## Problem description
Which lines in the records below contain the string "grass", matching case exactly? Pick out and copy each of those lines.
>>>
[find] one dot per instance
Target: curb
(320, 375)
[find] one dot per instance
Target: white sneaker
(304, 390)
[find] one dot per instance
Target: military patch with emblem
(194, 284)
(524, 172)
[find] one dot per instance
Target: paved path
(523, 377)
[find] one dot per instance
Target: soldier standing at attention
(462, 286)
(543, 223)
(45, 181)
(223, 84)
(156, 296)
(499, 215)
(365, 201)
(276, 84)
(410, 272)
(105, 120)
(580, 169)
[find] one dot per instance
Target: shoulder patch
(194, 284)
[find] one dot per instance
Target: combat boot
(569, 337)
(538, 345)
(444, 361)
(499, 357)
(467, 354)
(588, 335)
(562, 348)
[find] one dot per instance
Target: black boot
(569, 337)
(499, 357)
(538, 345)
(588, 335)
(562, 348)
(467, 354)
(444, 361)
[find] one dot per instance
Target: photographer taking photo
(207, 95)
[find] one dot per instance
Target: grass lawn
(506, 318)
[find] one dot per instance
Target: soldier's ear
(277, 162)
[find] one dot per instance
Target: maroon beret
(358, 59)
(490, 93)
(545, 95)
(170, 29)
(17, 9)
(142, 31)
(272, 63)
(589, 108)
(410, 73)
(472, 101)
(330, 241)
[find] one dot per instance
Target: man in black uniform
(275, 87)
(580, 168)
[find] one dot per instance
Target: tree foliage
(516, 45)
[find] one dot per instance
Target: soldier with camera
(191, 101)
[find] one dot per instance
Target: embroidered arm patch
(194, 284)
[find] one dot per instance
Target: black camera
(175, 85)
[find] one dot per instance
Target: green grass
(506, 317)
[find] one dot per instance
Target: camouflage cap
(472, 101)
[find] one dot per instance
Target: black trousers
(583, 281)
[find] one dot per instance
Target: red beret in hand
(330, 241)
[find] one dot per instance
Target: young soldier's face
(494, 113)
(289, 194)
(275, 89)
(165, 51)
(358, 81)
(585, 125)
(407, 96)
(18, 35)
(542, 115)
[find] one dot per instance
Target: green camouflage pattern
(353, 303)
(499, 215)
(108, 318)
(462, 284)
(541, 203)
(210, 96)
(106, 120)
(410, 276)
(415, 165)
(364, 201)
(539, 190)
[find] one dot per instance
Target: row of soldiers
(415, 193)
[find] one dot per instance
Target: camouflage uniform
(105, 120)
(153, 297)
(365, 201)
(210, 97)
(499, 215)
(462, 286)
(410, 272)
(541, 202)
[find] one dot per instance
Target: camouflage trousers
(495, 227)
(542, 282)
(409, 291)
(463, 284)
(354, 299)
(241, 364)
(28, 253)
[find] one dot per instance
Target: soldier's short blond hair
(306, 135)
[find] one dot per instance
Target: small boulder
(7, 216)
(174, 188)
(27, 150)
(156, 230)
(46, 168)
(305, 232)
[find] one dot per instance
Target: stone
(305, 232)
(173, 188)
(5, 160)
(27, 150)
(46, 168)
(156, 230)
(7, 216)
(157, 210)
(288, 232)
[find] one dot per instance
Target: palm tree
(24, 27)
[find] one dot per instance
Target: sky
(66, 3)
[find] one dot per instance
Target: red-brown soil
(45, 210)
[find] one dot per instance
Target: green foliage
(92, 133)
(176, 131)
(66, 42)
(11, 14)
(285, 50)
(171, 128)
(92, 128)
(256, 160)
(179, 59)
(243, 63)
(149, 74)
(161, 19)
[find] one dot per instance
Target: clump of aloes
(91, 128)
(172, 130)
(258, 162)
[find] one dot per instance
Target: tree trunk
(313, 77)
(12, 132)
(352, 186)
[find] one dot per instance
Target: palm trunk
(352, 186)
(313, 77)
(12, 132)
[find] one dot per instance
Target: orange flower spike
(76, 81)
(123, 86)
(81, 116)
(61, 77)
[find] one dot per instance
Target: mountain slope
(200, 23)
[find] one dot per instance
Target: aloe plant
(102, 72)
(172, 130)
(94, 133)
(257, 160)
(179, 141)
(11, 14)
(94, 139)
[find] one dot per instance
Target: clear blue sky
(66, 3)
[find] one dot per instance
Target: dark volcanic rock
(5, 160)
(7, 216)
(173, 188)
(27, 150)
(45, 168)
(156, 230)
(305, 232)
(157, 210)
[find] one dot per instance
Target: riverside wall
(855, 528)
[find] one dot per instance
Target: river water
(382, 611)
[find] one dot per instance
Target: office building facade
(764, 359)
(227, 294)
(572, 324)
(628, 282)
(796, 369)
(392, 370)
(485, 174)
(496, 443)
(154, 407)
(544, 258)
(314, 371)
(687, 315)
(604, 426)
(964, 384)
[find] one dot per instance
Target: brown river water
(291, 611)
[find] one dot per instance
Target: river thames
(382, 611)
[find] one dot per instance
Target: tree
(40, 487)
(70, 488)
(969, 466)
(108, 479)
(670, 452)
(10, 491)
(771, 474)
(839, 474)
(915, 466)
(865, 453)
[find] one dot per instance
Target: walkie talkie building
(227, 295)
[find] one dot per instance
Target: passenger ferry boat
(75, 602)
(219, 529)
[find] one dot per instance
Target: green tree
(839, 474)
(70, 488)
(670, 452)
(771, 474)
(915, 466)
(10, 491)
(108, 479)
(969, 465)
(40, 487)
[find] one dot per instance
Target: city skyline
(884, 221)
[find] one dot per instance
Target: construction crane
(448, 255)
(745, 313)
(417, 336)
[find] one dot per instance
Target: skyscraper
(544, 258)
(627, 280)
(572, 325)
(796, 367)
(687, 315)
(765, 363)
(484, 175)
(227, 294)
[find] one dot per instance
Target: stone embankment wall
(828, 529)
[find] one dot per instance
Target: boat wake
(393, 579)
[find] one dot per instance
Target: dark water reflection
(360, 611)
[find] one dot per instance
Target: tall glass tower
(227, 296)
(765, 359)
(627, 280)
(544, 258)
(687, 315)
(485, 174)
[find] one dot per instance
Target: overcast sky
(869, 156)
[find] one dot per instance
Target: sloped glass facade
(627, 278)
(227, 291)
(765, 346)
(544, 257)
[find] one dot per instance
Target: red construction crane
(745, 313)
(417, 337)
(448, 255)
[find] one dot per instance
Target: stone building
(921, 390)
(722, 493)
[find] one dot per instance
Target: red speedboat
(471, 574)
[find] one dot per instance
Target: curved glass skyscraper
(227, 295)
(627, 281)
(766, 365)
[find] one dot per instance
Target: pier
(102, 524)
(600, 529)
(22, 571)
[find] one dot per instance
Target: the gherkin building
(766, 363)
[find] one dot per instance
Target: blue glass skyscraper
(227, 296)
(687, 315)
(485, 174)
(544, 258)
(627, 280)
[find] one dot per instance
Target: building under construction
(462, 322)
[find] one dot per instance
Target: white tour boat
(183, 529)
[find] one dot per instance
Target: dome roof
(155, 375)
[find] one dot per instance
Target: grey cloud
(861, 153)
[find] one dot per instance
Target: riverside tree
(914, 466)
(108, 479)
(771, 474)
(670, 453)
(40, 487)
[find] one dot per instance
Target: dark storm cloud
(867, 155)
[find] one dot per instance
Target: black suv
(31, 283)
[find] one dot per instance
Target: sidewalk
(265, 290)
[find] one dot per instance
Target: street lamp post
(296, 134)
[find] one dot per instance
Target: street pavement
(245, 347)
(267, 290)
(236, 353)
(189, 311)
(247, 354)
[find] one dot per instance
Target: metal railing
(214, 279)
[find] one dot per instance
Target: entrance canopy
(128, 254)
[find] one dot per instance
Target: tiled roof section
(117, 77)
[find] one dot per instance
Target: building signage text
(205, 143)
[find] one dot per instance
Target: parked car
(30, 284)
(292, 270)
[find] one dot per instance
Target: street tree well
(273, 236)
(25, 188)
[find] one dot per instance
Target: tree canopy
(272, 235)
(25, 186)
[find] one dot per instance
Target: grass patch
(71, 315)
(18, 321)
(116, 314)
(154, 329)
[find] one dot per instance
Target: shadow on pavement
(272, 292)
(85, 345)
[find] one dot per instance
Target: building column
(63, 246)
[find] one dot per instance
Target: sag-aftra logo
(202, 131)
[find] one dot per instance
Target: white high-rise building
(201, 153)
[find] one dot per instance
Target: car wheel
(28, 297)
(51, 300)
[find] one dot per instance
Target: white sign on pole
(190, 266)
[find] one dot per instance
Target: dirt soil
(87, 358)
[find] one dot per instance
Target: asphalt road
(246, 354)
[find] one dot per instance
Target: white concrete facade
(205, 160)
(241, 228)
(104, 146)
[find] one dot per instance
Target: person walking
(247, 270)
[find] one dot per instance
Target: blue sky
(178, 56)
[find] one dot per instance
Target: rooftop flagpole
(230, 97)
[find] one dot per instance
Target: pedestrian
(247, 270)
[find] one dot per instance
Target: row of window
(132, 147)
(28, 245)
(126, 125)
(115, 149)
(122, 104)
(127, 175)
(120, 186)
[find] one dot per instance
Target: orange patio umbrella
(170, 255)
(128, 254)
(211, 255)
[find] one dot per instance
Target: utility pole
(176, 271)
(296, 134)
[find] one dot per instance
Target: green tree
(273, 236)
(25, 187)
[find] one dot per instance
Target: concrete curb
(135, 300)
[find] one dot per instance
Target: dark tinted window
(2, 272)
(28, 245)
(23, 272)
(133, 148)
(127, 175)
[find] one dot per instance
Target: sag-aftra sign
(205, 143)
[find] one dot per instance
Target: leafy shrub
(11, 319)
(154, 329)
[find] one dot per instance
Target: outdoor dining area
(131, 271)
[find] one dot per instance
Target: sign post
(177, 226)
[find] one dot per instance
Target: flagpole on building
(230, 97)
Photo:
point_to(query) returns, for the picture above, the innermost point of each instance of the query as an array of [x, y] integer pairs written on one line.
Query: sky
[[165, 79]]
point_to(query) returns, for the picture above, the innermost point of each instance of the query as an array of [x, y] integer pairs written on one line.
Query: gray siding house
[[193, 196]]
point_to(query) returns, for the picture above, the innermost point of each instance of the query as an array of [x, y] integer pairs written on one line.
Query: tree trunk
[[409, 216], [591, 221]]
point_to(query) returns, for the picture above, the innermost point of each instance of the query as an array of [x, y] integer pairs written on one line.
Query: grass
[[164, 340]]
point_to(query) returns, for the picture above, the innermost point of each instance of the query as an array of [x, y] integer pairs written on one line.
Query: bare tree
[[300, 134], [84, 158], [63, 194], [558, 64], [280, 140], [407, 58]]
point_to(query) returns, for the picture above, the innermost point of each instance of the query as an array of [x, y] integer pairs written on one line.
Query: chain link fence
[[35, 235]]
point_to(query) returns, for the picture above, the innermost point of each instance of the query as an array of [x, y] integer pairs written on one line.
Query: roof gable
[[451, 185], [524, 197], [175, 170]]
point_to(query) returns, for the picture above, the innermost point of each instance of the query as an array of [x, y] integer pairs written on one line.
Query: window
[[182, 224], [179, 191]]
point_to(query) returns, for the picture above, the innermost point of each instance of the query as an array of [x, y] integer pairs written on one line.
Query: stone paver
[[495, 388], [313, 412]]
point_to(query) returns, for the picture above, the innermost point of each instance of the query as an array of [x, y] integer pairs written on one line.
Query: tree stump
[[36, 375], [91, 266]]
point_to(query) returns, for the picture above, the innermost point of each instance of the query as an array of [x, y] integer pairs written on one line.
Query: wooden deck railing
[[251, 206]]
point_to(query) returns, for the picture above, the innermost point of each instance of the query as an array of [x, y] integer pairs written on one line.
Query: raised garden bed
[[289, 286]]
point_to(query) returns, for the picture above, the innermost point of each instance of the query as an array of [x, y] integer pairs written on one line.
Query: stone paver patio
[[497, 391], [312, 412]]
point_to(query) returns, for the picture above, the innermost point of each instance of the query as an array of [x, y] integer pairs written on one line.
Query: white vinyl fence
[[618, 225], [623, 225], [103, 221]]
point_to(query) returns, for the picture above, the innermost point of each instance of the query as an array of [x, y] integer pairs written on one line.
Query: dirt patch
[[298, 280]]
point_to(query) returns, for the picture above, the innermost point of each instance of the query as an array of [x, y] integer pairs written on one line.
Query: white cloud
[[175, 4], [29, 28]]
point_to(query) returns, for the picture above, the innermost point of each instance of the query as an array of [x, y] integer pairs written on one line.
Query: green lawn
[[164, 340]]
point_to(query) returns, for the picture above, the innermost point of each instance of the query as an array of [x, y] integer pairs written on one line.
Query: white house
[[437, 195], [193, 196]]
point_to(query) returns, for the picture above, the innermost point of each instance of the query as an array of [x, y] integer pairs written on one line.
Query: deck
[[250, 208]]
<<<
## Response to the task
Target: grass lawn
Target: green grass
Target: grass patch
Query: grass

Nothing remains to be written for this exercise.